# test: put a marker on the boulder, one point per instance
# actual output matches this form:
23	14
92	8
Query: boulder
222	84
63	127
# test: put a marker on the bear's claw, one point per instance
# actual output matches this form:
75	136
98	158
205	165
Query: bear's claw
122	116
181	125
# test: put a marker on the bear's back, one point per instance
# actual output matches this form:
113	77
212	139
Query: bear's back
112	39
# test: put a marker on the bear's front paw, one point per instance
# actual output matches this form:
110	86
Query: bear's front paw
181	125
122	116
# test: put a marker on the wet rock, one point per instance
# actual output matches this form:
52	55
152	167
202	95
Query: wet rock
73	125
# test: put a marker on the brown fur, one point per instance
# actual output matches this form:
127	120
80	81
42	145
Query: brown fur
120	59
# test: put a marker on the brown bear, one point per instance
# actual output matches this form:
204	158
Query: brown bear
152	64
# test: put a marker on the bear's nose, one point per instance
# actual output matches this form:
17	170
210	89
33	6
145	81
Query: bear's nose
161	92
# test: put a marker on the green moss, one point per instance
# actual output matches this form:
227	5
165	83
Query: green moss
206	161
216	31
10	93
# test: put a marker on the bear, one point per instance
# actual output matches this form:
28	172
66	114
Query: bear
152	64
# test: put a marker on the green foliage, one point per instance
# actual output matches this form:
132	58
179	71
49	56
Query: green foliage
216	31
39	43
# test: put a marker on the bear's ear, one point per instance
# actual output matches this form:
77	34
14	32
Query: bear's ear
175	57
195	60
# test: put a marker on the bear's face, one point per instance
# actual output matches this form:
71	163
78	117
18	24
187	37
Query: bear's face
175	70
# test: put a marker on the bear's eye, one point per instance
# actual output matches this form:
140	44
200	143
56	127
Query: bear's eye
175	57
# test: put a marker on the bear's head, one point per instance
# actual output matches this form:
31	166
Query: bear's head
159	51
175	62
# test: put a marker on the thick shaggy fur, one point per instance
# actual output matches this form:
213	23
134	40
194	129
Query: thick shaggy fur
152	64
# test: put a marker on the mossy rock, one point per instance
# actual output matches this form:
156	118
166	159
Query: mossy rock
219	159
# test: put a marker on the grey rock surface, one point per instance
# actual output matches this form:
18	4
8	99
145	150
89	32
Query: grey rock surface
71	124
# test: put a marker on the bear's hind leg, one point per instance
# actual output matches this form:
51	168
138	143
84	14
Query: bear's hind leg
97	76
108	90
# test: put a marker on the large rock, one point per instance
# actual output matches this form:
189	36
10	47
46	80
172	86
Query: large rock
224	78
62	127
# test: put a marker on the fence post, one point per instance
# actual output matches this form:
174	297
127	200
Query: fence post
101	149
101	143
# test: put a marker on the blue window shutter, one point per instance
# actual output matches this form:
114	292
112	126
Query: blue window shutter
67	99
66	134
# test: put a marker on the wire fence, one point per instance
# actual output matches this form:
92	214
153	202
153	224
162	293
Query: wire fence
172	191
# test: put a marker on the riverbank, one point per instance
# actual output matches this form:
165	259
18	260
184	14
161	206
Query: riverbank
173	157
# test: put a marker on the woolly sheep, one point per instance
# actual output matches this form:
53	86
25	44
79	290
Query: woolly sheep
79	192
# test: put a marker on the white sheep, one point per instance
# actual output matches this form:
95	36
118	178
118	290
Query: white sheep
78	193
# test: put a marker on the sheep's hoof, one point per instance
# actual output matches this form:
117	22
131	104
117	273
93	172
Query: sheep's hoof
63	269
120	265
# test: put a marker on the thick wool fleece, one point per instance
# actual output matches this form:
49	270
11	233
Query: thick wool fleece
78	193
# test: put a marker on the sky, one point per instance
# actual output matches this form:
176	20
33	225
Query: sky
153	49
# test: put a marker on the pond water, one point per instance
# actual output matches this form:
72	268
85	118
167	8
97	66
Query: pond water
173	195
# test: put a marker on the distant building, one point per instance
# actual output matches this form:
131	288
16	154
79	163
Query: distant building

§ **Goal**
Give everything from the line containing "# test: put a marker on the pond" down to the end of the items as a Markdown table with the columns Row and Item line, numbering each line and omitting any blank lines.

§ **Answer for the task**
| Row | Item line |
|---|---|
| 1 | # test: put a marker on the pond water, one point per instance |
| 2 | # actual output matches this form: |
| 3 | 72	268 |
| 4 | 85	118 |
| 5 | 167	8 |
| 6 | 97	66 |
| 7 | Query: pond water |
| 8 | 173	195 |
| 9 | # test: put a marker on the distant building, one point per instance |
| 10 | # actual output matches this form: |
| 11 | 131	288 |
| 12 | 16	154 |
| 13 | 79	163 |
| 14 | Query: distant building |